### Page text

Russian stress is a notoriously complex phenomenon. Stress placement is very difficult to acquire for L2 learners, but there is also a substantial amount of variation in stress placement among L1 speakers. Russian exhibits not only inter-speaker variation (e.g., some speakers say vésely 'cheerful (plural)', and some speakers say veselý), but also intra-speaker variation (the same speaker can sometimes say vésely and sometimes veselý)
In Russian accentual-syllabic poetry, stresses of polysyllabic words are aligned with strong verse positions, i.e. stress of a polysyllabic word can only fall on a strong (S) but not a weak (W) position. For this reason, poetry is a valuable source of information on stress placement in Russian of the last 250 years and can be used for studying diachronic change and variation in the domain of stress placement.
For instance, from the following two lines by Nikolay Gumilev (1886–1921)
Zveri menja dožidajutsja tam,
S W W S W W S W W S
Pëstrye zveri za krepkoj rešëtkoj
S WW S W W S W W S W
'The animals are waiting for me there, / Motley animals behind strong bars.'
one can infer stresses zvéri, menjá, dožidájutsja, pë́strye, krépkoj, rešë́tkoj.
However, consider the following two lines by the same author:
Vy ž, kak vsegda, vesely na kanate
S W W S W W S W W S W
'You are as always cheerful on the rope'
Kak vesely v plamennom Tibre galery!
W S W W S W W S W W S W
'How cheerful are the galleys in the fiery Tiber'
From these lines we can infer that Nikolay Gumilev had intra-speaker variation and used both vésely and veselý.
A corpus study makes it possible to quantify the extent of intra-speaker variation for individual speakers, e.g. by computing the expected number of word types with variable stress per 10,000 tokens.

### What is needed
List every stressed word form that the passage on Russian stress says can be inferred from the couplet beginning "Zveri menja dožidajutsja tam,".

### Data entries
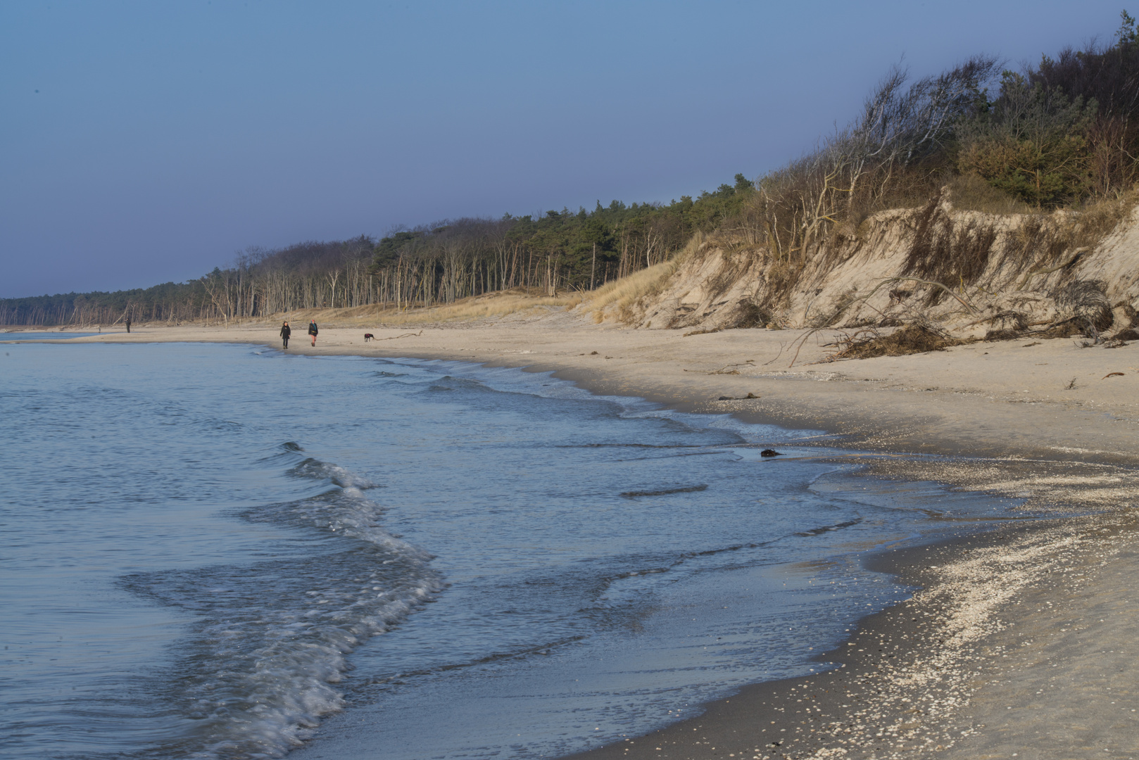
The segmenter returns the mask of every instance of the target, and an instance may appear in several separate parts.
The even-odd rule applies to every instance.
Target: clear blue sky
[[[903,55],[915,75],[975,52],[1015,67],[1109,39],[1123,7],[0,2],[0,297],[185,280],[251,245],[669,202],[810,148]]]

==

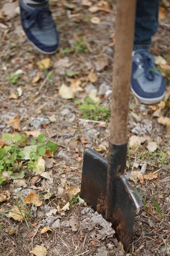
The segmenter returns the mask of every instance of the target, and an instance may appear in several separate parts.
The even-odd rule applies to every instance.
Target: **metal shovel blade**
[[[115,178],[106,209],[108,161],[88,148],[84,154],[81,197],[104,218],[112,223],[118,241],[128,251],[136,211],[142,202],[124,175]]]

### Task response
zvéri, menjá, dožidájutsja, pë́strye, krépkoj, rešë́tkoj